=== EXERCISE OBJECTIVE ===
Once the line containing "box: [503, 360, 534, 373]" is found in the entries below, reproduce it and every line after it, stopping at and including the line containing "negative clicks: (593, 273)"; reproduce nothing else, and keep each line exact.

************

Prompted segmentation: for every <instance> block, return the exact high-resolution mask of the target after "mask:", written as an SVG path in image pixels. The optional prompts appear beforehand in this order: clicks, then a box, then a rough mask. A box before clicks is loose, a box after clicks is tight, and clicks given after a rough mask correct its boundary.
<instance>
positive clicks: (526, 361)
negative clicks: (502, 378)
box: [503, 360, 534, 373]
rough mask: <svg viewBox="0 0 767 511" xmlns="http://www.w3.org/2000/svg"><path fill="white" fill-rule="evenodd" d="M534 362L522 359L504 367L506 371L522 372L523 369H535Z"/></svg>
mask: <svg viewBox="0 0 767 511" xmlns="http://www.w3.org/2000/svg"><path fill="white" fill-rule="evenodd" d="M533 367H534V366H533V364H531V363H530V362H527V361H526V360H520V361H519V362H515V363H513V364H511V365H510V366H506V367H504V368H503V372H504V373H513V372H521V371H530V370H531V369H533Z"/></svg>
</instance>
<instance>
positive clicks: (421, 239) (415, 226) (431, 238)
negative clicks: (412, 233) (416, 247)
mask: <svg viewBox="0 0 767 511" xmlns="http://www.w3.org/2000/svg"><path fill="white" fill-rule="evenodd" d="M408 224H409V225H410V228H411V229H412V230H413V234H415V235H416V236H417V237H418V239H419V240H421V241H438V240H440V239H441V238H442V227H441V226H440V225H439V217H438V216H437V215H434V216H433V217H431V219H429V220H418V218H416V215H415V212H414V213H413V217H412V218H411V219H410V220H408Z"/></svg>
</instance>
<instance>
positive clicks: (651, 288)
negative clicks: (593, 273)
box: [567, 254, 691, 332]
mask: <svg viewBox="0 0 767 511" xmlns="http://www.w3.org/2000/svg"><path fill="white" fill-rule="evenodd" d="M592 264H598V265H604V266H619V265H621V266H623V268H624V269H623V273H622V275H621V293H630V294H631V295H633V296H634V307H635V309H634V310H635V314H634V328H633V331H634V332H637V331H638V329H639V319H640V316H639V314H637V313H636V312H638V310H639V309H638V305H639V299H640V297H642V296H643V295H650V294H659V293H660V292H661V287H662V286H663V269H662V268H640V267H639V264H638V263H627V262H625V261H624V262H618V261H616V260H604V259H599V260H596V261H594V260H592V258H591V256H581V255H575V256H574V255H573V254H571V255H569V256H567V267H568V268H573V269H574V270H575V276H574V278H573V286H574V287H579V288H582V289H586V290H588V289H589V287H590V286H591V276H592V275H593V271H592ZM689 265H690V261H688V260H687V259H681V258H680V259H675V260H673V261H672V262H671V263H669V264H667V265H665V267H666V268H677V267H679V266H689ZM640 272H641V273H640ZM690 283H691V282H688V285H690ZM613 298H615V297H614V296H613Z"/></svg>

************

=== ANSWER AREA ===
box: [503, 360, 534, 373]
rough mask: <svg viewBox="0 0 767 511" xmlns="http://www.w3.org/2000/svg"><path fill="white" fill-rule="evenodd" d="M534 362L522 359L504 367L506 371L522 372L523 369H535Z"/></svg>
mask: <svg viewBox="0 0 767 511" xmlns="http://www.w3.org/2000/svg"><path fill="white" fill-rule="evenodd" d="M533 367H534V366H533V364H531V363H530V362H527V361H526V360H520V361H519V362H515V363H513V364H511V365H510V366H506V367H504V368H503V372H504V373H513V372H521V371H530V370H531V369H533Z"/></svg>
</instance>
<instance>
positive clicks: (421, 239) (415, 226) (431, 238)
negative clicks: (412, 233) (416, 247)
mask: <svg viewBox="0 0 767 511" xmlns="http://www.w3.org/2000/svg"><path fill="white" fill-rule="evenodd" d="M408 224H409V225H410V228H411V229H412V230H413V234H415V235H416V236H417V237H418V239H419V240H421V241H438V240H440V239H441V238H442V227H441V226H440V225H439V217H438V216H437V215H434V216H433V217H431V219H429V220H418V218H416V215H415V212H414V213H413V217H412V218H411V219H410V220H408Z"/></svg>
</instance>
<instance>
positive clicks: (651, 288)
negative clicks: (593, 273)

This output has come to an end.